start RECORDS FOR THE TASK

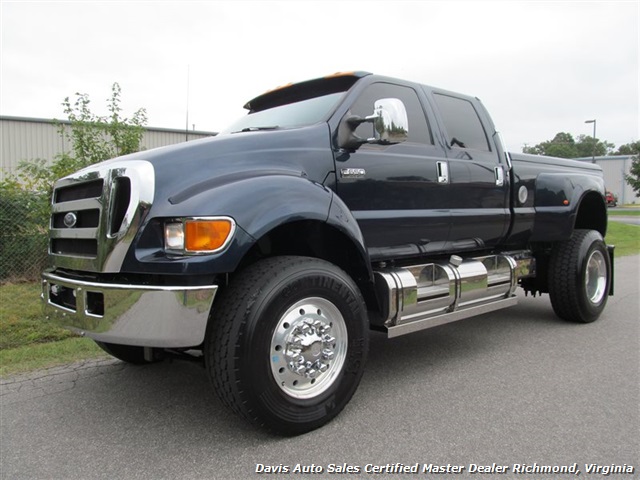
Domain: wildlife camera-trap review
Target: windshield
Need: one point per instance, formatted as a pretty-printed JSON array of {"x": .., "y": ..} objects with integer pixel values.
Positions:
[{"x": 297, "y": 114}]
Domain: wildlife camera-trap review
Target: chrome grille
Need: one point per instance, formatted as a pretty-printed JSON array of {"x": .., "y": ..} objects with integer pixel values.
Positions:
[{"x": 96, "y": 212}]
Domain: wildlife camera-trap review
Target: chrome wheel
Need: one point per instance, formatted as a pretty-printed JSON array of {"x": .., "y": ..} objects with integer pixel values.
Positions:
[
  {"x": 308, "y": 347},
  {"x": 596, "y": 277}
]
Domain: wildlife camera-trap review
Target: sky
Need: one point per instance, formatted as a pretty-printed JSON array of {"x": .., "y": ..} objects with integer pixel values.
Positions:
[{"x": 539, "y": 67}]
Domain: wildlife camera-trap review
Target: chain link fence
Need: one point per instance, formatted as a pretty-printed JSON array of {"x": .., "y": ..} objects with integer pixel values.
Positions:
[{"x": 24, "y": 221}]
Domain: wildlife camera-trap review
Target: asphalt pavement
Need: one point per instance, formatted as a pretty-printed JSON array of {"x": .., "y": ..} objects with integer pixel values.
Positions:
[{"x": 516, "y": 388}]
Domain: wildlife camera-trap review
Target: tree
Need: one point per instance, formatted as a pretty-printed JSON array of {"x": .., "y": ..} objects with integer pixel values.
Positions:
[
  {"x": 564, "y": 145},
  {"x": 93, "y": 139},
  {"x": 25, "y": 196}
]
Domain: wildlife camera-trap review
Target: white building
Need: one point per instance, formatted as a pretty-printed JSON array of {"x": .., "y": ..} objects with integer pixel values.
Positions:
[
  {"x": 24, "y": 138},
  {"x": 615, "y": 169}
]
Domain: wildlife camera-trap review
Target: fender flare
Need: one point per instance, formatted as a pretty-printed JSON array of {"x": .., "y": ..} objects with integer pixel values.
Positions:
[{"x": 558, "y": 197}]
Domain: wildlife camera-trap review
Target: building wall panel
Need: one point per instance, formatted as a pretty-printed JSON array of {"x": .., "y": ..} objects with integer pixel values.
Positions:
[{"x": 31, "y": 138}]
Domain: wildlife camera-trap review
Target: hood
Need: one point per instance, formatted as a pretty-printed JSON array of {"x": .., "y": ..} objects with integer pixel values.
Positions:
[{"x": 199, "y": 164}]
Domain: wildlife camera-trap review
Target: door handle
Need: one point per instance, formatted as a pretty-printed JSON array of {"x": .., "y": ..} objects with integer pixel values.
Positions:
[
  {"x": 443, "y": 172},
  {"x": 499, "y": 176}
]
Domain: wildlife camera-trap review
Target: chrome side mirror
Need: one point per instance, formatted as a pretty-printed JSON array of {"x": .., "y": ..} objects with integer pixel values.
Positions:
[
  {"x": 390, "y": 122},
  {"x": 390, "y": 125}
]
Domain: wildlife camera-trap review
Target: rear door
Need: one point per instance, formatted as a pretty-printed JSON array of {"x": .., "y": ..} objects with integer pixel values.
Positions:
[{"x": 479, "y": 201}]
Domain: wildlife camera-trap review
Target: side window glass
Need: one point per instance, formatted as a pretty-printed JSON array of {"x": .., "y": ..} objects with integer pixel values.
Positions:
[
  {"x": 462, "y": 122},
  {"x": 419, "y": 131}
]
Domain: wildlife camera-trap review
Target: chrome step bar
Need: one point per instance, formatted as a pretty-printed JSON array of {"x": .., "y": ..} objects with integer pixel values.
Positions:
[{"x": 423, "y": 296}]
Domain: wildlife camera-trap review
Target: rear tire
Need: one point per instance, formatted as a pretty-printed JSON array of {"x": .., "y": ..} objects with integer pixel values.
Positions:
[
  {"x": 580, "y": 277},
  {"x": 287, "y": 344}
]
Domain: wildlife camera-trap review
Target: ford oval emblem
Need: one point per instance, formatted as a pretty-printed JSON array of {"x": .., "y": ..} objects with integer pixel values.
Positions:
[{"x": 70, "y": 220}]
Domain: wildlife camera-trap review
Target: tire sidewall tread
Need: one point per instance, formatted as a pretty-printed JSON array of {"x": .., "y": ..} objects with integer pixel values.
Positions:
[{"x": 237, "y": 345}]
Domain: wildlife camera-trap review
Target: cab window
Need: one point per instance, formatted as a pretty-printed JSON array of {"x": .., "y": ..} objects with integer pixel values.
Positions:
[
  {"x": 419, "y": 131},
  {"x": 462, "y": 123}
]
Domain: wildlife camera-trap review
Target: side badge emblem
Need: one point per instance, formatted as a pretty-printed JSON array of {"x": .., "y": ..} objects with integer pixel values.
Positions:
[{"x": 353, "y": 172}]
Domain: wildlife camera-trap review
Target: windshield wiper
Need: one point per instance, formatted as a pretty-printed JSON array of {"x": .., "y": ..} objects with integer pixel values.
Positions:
[{"x": 257, "y": 129}]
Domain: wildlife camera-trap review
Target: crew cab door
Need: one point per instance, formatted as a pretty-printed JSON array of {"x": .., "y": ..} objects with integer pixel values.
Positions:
[
  {"x": 479, "y": 182},
  {"x": 394, "y": 191}
]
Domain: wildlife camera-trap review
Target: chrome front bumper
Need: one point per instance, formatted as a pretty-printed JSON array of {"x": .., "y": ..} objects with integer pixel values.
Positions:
[{"x": 142, "y": 315}]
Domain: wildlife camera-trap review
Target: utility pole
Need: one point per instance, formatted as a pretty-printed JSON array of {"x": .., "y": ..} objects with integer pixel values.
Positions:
[{"x": 593, "y": 154}]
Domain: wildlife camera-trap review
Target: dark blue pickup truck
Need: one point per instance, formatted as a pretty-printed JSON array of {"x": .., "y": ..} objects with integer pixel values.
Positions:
[{"x": 335, "y": 206}]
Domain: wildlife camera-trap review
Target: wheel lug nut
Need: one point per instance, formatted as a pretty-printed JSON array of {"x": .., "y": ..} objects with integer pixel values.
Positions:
[{"x": 327, "y": 339}]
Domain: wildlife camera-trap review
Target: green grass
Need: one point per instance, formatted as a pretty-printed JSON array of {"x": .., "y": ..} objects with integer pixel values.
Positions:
[
  {"x": 43, "y": 355},
  {"x": 624, "y": 213},
  {"x": 27, "y": 342},
  {"x": 625, "y": 237}
]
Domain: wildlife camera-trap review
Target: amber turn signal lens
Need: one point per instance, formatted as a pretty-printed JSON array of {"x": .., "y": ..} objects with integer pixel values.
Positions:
[{"x": 206, "y": 235}]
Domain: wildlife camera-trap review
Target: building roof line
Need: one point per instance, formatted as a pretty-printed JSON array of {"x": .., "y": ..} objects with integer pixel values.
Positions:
[{"x": 67, "y": 122}]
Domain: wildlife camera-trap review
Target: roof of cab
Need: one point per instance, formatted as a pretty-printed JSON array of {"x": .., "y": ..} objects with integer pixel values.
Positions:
[{"x": 328, "y": 82}]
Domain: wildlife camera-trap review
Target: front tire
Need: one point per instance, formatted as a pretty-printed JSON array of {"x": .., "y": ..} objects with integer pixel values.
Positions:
[
  {"x": 580, "y": 277},
  {"x": 287, "y": 344}
]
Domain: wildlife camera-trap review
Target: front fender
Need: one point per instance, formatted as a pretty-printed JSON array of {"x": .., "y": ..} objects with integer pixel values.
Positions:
[{"x": 258, "y": 204}]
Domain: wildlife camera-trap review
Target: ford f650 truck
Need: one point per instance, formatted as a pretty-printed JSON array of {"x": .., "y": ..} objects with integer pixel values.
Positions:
[{"x": 335, "y": 206}]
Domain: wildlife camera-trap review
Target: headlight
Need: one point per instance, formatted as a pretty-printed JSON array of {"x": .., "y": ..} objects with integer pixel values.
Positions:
[{"x": 198, "y": 235}]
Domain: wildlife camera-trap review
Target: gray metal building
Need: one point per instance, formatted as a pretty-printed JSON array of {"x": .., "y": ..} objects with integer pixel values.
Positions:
[
  {"x": 23, "y": 138},
  {"x": 615, "y": 169}
]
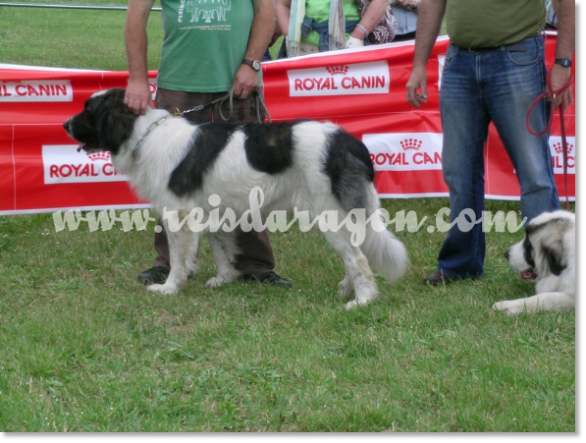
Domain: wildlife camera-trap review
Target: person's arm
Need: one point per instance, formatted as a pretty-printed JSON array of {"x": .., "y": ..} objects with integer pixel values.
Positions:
[
  {"x": 261, "y": 32},
  {"x": 372, "y": 17},
  {"x": 409, "y": 4},
  {"x": 565, "y": 46},
  {"x": 431, "y": 14},
  {"x": 138, "y": 94},
  {"x": 283, "y": 13}
]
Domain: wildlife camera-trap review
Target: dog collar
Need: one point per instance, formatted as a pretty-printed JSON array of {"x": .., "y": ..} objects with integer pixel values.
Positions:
[{"x": 147, "y": 133}]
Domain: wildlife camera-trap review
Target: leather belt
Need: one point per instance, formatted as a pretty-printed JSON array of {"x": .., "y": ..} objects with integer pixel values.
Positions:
[{"x": 514, "y": 47}]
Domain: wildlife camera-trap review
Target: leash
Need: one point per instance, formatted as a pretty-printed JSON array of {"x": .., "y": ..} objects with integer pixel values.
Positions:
[
  {"x": 550, "y": 123},
  {"x": 230, "y": 96}
]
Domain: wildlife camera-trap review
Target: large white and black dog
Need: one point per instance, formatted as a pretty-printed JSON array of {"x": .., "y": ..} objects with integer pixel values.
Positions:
[
  {"x": 548, "y": 248},
  {"x": 178, "y": 165}
]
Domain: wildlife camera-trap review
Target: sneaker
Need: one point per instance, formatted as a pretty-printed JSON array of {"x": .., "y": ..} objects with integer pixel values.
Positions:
[
  {"x": 529, "y": 276},
  {"x": 156, "y": 275},
  {"x": 270, "y": 278},
  {"x": 438, "y": 278}
]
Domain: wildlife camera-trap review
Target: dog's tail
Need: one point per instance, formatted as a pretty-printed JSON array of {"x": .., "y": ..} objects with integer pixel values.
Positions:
[{"x": 382, "y": 249}]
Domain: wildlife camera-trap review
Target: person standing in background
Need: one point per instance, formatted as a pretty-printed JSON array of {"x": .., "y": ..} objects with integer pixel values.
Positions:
[
  {"x": 308, "y": 24},
  {"x": 405, "y": 12},
  {"x": 491, "y": 74}
]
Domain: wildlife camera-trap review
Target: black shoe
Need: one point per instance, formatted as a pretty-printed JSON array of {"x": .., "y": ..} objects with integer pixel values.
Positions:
[
  {"x": 438, "y": 278},
  {"x": 270, "y": 278},
  {"x": 156, "y": 275}
]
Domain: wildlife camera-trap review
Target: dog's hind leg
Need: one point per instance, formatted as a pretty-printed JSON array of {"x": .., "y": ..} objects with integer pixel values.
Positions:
[
  {"x": 224, "y": 251},
  {"x": 183, "y": 248},
  {"x": 358, "y": 276}
]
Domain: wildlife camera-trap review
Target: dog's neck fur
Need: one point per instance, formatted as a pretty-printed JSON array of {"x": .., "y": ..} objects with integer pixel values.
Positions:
[{"x": 166, "y": 138}]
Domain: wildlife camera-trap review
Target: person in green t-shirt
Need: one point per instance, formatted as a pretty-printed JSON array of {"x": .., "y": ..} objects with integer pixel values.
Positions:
[
  {"x": 493, "y": 71},
  {"x": 209, "y": 48},
  {"x": 312, "y": 18}
]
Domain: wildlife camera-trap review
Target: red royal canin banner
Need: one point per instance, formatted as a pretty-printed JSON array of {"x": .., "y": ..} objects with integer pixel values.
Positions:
[{"x": 361, "y": 90}]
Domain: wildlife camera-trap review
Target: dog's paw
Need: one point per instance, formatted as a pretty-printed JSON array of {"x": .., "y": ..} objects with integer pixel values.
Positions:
[
  {"x": 355, "y": 303},
  {"x": 215, "y": 282},
  {"x": 509, "y": 307},
  {"x": 345, "y": 288},
  {"x": 163, "y": 289}
]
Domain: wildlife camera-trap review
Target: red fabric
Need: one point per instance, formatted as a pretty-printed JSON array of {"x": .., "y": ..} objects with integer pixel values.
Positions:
[{"x": 361, "y": 90}]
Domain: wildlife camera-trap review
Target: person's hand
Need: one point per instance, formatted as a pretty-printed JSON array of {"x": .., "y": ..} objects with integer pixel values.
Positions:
[
  {"x": 245, "y": 82},
  {"x": 412, "y": 4},
  {"x": 354, "y": 42},
  {"x": 138, "y": 96},
  {"x": 559, "y": 77},
  {"x": 417, "y": 82}
]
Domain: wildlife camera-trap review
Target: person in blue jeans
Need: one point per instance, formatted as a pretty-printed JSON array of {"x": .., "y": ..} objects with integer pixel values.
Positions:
[{"x": 494, "y": 69}]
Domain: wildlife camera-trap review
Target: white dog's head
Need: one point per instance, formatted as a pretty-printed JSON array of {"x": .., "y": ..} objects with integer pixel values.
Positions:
[
  {"x": 104, "y": 124},
  {"x": 545, "y": 249}
]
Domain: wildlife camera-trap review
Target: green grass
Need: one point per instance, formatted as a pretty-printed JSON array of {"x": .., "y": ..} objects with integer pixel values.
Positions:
[{"x": 84, "y": 347}]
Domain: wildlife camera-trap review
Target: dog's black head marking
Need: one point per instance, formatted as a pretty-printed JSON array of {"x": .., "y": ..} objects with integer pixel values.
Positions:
[{"x": 104, "y": 124}]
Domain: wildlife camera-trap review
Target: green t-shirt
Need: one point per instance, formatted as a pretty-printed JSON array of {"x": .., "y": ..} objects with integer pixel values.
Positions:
[
  {"x": 489, "y": 23},
  {"x": 204, "y": 43},
  {"x": 319, "y": 10}
]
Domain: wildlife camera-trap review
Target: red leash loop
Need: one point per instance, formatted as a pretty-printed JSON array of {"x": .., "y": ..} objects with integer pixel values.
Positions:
[{"x": 550, "y": 123}]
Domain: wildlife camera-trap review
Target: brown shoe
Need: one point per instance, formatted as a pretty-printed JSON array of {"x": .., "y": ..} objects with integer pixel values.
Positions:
[{"x": 437, "y": 278}]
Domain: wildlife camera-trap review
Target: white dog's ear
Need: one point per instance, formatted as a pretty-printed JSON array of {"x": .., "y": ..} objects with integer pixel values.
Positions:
[{"x": 115, "y": 121}]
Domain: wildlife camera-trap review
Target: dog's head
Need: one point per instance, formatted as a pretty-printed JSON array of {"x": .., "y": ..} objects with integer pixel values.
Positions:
[
  {"x": 543, "y": 252},
  {"x": 104, "y": 124}
]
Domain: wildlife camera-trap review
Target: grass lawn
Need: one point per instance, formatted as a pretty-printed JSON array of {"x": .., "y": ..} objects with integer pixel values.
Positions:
[{"x": 86, "y": 348}]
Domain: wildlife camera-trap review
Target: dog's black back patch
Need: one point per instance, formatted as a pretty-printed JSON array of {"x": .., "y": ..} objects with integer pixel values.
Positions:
[
  {"x": 205, "y": 147},
  {"x": 347, "y": 164},
  {"x": 269, "y": 147}
]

end RECORDS FOR THE TASK

§ EXERCISE: List each line of the records that contains the string "window". Case counts.

§ ANSWER TO THE TASK:
Target: side window glass
Target: cab window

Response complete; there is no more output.